--- EXERCISE OBJECTIVE ---
Display every line below that contains the word "gold"; matching is case-sensitive.

--- RECORD SET ---

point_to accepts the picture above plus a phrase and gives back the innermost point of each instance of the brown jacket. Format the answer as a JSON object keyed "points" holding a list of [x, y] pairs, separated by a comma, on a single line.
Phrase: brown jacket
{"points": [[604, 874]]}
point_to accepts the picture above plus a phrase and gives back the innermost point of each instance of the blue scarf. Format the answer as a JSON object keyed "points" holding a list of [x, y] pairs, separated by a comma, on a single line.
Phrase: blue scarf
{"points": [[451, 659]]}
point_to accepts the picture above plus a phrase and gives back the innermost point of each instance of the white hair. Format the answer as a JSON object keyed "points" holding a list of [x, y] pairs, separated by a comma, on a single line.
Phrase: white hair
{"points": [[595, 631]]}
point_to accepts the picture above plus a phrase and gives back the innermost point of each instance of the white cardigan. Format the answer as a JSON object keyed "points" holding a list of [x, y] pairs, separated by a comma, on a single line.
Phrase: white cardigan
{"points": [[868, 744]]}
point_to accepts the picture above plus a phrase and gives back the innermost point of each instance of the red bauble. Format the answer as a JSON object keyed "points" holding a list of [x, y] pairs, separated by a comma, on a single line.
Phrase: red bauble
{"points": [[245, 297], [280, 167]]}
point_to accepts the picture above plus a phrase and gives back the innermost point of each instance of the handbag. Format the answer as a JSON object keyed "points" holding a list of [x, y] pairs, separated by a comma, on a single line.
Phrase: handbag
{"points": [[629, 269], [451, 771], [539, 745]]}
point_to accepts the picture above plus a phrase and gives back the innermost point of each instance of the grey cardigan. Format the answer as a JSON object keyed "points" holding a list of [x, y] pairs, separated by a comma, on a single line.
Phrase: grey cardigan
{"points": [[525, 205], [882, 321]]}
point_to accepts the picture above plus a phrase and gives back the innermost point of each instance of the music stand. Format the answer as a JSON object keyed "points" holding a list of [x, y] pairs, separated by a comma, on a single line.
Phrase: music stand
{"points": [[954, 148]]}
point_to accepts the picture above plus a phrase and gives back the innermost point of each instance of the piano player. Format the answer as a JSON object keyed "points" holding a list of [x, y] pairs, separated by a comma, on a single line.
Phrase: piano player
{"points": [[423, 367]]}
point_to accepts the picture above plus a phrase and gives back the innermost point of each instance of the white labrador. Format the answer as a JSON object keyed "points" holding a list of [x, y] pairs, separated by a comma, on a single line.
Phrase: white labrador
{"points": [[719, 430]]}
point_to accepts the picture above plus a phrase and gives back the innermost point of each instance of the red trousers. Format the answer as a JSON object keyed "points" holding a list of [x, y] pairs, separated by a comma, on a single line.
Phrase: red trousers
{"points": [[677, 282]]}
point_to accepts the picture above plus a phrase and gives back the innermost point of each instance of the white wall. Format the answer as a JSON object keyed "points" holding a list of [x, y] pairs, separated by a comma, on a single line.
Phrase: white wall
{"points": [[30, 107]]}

---

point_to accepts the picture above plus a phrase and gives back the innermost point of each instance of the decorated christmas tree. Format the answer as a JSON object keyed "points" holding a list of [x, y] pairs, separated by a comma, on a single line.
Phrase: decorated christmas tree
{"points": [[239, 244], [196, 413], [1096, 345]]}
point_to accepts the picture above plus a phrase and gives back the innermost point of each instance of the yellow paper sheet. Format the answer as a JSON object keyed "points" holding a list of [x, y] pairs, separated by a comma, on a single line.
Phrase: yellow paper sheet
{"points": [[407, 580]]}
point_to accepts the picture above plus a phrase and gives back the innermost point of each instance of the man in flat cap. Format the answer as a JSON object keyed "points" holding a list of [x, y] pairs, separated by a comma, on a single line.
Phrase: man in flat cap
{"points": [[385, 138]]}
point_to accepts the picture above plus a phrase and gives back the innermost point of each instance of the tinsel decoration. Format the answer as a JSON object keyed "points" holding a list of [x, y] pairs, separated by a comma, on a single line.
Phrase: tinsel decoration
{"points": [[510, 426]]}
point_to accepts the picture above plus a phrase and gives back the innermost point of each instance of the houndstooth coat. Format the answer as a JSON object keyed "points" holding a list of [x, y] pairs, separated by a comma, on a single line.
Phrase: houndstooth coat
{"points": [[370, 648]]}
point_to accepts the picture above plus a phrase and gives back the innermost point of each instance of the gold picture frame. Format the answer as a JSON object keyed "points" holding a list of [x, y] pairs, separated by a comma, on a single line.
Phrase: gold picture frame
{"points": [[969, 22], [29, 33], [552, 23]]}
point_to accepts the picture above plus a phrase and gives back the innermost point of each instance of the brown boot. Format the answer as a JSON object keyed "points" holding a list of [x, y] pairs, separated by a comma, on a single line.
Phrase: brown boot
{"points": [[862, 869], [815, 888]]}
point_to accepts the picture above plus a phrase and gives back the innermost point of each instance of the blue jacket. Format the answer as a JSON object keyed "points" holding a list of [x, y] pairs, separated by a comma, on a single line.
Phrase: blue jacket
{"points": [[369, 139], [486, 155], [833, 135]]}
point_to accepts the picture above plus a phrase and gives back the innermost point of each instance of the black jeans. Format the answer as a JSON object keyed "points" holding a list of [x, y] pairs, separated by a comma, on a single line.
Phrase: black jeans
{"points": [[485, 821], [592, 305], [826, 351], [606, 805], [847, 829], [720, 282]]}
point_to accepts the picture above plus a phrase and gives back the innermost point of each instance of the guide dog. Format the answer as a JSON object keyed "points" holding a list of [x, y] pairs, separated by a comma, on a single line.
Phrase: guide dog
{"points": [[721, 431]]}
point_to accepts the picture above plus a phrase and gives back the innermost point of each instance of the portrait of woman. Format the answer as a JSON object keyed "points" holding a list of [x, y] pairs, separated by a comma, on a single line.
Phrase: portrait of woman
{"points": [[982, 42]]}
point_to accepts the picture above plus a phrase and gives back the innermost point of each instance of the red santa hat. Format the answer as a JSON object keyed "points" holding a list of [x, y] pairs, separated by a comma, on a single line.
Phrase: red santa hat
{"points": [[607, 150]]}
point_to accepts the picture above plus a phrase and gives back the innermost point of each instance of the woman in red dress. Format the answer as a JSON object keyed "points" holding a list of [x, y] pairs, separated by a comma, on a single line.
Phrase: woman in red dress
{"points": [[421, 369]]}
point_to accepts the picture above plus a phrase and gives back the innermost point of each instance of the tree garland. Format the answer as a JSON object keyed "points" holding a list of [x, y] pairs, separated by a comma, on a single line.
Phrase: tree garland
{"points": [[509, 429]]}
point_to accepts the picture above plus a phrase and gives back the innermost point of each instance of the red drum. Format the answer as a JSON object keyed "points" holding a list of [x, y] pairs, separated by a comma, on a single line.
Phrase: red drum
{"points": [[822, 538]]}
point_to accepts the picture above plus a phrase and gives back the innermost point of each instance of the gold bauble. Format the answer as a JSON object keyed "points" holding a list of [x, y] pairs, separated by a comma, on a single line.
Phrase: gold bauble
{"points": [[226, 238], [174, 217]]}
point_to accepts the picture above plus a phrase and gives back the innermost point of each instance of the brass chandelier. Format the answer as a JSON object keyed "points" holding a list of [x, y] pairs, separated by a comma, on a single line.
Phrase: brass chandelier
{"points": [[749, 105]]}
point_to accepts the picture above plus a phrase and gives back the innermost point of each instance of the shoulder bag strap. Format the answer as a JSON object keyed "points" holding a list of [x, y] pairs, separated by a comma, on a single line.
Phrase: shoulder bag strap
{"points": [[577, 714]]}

---

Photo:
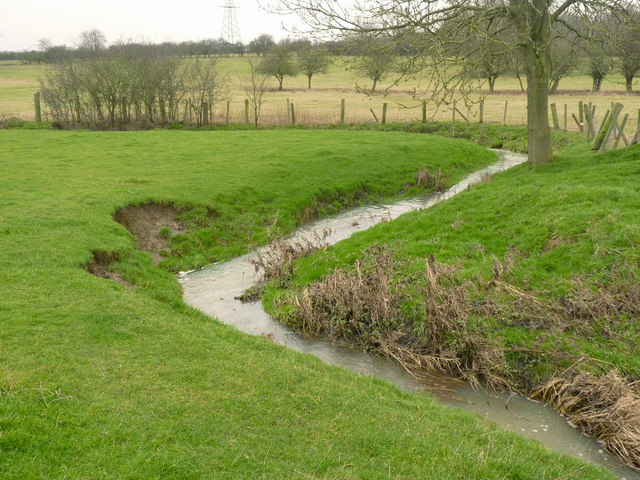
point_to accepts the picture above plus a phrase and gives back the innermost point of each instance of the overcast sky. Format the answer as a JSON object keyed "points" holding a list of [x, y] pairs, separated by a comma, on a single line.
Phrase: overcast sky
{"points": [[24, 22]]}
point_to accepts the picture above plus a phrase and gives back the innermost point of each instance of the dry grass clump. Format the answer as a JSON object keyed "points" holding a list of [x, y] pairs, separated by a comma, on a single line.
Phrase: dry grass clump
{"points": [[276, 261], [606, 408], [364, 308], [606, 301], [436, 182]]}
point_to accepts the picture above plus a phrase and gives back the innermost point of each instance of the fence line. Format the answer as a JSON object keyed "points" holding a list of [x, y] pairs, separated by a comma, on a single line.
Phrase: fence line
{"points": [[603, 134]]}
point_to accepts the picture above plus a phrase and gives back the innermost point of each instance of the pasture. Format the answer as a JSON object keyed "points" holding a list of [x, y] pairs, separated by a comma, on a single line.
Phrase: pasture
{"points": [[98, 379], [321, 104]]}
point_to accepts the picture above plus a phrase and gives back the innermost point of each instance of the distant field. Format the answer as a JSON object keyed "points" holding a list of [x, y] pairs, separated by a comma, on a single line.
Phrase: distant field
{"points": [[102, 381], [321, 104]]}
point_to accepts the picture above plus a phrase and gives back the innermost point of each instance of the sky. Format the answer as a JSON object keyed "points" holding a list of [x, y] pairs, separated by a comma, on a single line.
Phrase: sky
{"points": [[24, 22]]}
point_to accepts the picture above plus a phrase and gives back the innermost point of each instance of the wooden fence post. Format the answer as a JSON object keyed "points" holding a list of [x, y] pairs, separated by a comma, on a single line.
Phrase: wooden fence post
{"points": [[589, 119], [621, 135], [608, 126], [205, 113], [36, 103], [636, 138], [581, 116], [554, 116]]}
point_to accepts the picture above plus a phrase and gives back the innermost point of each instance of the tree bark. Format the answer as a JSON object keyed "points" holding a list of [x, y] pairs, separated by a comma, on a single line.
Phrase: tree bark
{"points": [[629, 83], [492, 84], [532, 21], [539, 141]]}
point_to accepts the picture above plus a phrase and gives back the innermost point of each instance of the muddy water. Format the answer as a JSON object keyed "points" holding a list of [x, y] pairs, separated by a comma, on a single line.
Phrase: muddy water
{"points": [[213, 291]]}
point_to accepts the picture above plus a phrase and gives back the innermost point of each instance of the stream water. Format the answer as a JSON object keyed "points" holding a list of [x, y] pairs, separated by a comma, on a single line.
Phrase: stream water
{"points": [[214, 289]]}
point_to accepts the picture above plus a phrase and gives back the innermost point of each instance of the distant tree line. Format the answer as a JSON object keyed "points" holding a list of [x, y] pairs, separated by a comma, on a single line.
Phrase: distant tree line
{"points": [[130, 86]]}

--- EXERCISE SOLUTION ---
point_to accepts the picture above plus a phrase and gives back the innermost point of each instance of the gold picture frame. Format the answer as a JSON object keyed "points" holding a list of [x, y] pairs, separated by a comma, on a single line.
Phrase: gold picture frame
point_to accepts the picture above plus a phrase and gives back the innermost point of each instance of the gold bauble. Format the answer as a JSON object keyed "points" holding a list of [x, y] pairs, separated by a comma, on a single line.
Phrase: gold bauble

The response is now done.